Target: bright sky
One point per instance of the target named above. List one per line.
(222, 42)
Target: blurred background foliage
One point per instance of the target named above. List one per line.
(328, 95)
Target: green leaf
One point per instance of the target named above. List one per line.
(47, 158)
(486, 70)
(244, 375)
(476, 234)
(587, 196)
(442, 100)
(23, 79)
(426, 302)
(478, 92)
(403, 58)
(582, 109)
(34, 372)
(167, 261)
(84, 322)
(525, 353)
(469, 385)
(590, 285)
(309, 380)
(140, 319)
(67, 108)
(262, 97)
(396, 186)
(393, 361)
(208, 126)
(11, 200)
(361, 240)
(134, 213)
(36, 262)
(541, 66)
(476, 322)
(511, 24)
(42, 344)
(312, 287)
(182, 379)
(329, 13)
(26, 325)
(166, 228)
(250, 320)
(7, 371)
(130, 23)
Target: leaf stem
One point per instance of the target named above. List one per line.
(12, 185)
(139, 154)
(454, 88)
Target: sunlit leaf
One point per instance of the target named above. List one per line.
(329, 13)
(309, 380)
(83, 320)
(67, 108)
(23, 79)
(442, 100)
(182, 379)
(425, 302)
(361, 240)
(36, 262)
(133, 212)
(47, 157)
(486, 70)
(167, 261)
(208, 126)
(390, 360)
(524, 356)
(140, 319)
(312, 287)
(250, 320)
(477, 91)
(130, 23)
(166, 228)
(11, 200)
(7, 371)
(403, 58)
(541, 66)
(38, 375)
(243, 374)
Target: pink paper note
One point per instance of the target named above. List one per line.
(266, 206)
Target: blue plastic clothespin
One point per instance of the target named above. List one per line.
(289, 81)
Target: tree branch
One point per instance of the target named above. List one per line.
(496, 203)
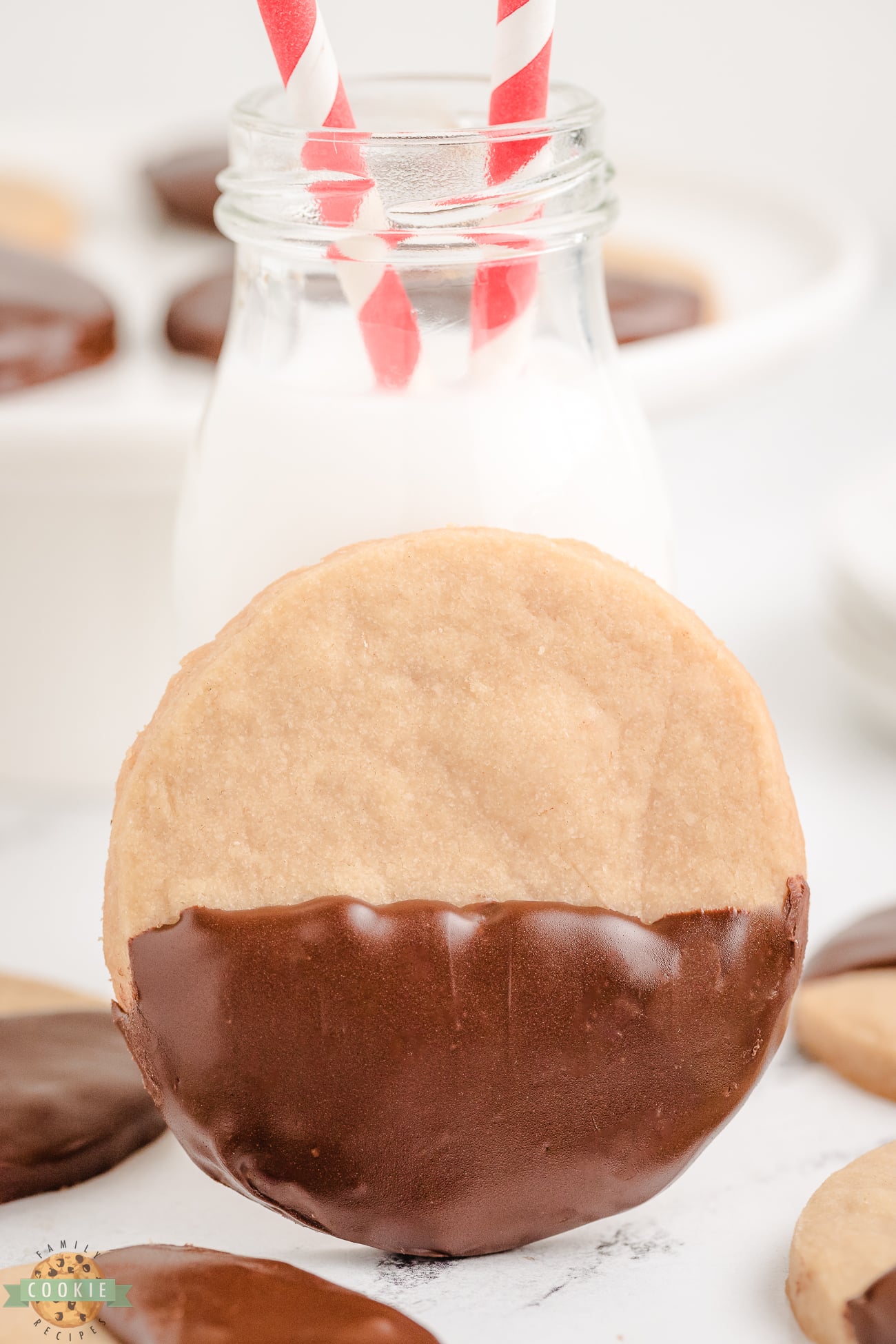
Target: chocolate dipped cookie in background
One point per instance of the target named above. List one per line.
(845, 1011)
(52, 322)
(198, 1296)
(454, 893)
(185, 183)
(72, 1101)
(843, 1257)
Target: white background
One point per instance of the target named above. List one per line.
(791, 92)
(794, 92)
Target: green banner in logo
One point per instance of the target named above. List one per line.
(30, 1290)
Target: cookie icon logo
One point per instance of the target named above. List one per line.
(69, 1314)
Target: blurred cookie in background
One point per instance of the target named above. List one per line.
(34, 216)
(845, 1008)
(52, 322)
(184, 185)
(198, 316)
(73, 1100)
(653, 296)
(843, 1257)
(31, 996)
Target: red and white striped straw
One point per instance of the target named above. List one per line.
(316, 97)
(502, 291)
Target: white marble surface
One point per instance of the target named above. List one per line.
(706, 1261)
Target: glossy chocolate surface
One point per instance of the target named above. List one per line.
(449, 1081)
(641, 308)
(52, 322)
(864, 945)
(198, 318)
(192, 1296)
(873, 1315)
(185, 187)
(72, 1101)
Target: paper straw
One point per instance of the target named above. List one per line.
(316, 97)
(502, 291)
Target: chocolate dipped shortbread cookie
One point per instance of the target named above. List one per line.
(72, 1101)
(196, 1296)
(454, 893)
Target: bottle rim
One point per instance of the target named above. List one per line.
(425, 143)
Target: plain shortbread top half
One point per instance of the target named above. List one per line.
(457, 715)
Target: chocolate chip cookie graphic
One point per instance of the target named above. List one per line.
(845, 1011)
(76, 1312)
(843, 1257)
(472, 862)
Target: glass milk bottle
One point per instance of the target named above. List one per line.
(304, 449)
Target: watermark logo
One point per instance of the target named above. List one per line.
(68, 1290)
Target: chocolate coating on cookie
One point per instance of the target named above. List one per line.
(52, 322)
(72, 1101)
(863, 945)
(467, 715)
(873, 1314)
(198, 1296)
(185, 185)
(642, 308)
(198, 318)
(449, 1081)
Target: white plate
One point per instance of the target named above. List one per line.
(784, 276)
(89, 465)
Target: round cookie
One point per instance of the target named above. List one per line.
(68, 1265)
(194, 1296)
(450, 806)
(34, 216)
(845, 1011)
(52, 322)
(73, 1101)
(185, 186)
(843, 1257)
(19, 996)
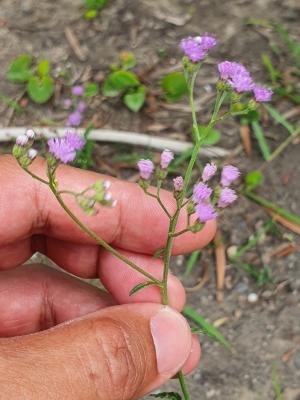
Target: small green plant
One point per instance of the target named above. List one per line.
(36, 76)
(93, 8)
(125, 83)
(174, 86)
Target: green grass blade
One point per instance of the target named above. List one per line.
(279, 118)
(276, 384)
(260, 137)
(191, 262)
(207, 328)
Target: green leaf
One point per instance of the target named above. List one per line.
(91, 89)
(141, 286)
(174, 86)
(19, 70)
(135, 100)
(167, 396)
(253, 179)
(127, 59)
(43, 68)
(90, 14)
(119, 81)
(260, 137)
(40, 89)
(211, 137)
(192, 314)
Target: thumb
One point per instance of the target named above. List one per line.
(121, 352)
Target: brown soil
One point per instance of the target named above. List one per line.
(267, 332)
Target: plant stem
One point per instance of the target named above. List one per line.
(99, 240)
(183, 386)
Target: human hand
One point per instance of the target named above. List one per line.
(107, 351)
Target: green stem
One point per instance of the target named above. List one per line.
(100, 241)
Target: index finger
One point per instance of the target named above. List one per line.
(137, 223)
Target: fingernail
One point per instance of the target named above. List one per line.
(172, 340)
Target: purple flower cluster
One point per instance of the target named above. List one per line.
(79, 106)
(202, 193)
(146, 167)
(196, 48)
(239, 78)
(64, 148)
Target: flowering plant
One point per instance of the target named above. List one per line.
(202, 202)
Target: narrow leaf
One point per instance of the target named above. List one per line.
(167, 396)
(141, 286)
(259, 134)
(208, 328)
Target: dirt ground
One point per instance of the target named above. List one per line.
(267, 332)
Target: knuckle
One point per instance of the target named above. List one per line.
(123, 361)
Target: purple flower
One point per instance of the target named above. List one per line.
(75, 140)
(68, 103)
(61, 149)
(165, 158)
(81, 106)
(209, 171)
(262, 94)
(229, 174)
(74, 119)
(146, 168)
(64, 149)
(22, 140)
(178, 183)
(205, 212)
(78, 90)
(201, 192)
(196, 48)
(30, 134)
(32, 153)
(236, 75)
(227, 197)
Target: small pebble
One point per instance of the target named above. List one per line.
(252, 298)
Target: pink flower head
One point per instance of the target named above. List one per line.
(74, 119)
(22, 140)
(196, 48)
(30, 134)
(227, 197)
(67, 103)
(229, 174)
(61, 149)
(64, 149)
(75, 141)
(201, 192)
(32, 153)
(209, 171)
(81, 106)
(165, 158)
(262, 94)
(178, 183)
(205, 212)
(78, 90)
(236, 75)
(146, 168)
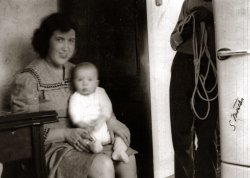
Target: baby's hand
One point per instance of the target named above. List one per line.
(85, 126)
(97, 123)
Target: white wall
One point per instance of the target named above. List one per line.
(18, 19)
(161, 21)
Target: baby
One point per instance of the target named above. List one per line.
(90, 108)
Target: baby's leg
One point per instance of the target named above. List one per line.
(120, 149)
(95, 146)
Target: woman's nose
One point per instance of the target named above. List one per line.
(65, 46)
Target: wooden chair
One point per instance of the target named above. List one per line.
(22, 144)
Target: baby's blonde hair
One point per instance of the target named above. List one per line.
(83, 65)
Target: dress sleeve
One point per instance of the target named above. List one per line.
(106, 104)
(25, 94)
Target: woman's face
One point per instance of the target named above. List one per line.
(61, 47)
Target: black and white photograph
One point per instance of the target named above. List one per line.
(124, 89)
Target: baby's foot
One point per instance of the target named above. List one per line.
(122, 156)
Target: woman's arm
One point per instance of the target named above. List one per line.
(24, 94)
(25, 98)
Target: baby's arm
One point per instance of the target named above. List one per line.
(76, 114)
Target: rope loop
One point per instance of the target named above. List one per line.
(199, 52)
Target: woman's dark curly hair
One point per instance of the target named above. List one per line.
(51, 23)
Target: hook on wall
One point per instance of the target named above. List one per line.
(158, 2)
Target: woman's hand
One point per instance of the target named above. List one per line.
(78, 138)
(118, 128)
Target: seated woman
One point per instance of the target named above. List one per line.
(45, 84)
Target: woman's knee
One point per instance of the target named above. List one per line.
(124, 170)
(102, 166)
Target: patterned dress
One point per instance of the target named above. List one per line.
(37, 88)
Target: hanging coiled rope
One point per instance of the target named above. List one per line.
(198, 52)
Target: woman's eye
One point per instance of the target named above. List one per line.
(72, 40)
(59, 39)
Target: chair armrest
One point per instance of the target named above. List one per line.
(14, 121)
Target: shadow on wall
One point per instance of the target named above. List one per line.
(16, 54)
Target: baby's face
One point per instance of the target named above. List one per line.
(86, 80)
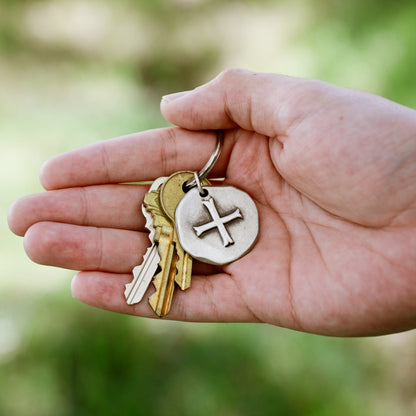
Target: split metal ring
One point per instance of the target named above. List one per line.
(191, 183)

--- --- ---

Copy the rows from the line containing "Target: baby's foot" through the last line of the rows, both ends included. Leave the pictures out of your copy.

Target: baby's foot
One point per instance of the target named above. List one per line.
(122, 156)
Target: woman's arm
One point per instance of the target named above. List one per line.
(24, 94)
(25, 98)
Target: baby's arm
One point per instance of the target named above. List one per line.
(76, 114)
Target: rope loop
One point per instance of the target named above. List one per line.
(199, 52)
Target: woman's dark curly hair
One point per instance of the target named above. List one per line.
(51, 23)
Target: hook on wall
One point per instance of the target named above. List one per line.
(158, 2)
Target: woman's hand
One point per instance of the target named above. List one per line.
(78, 138)
(118, 128)
Target: seated woman
One point per instance of the target named above. List one per line.
(45, 84)
Target: woman's knee
One point per instance of the target named above. List one per line.
(124, 170)
(102, 166)
Target: patterned dress
One point per instance of the target named above. List one per line.
(37, 88)
Target: hanging coiled rope
One point per instance of the target named above. List one per line.
(198, 52)
Target: woman's eye
One point per instance of the target named above. List one per line.
(72, 40)
(59, 39)
Target: chair armrest
One point per instance of the target named above. List one per line.
(14, 121)
Target: shadow on wall
One point per instance of the target named above. List one per line.
(16, 54)
Target: baby's face
One point per instance of the target named above. List one per line.
(86, 80)
Target: split metal ring
One point per instance of the target named above. List one per line.
(191, 183)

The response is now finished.